--- The task ---
Transcribe every entry precisely, omitting nothing.

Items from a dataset
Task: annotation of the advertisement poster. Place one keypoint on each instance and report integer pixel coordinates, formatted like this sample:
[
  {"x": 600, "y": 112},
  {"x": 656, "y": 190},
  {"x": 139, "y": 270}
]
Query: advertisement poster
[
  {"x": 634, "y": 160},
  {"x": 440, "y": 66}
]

--- Output for this task ---
Task: annotation of the advertisement poster. Place one keypoint on each instance and report integer pixel coordinates, formatted like this sample:
[
  {"x": 600, "y": 112},
  {"x": 656, "y": 190},
  {"x": 139, "y": 270}
]
Query: advertisement poster
[
  {"x": 634, "y": 160},
  {"x": 440, "y": 66}
]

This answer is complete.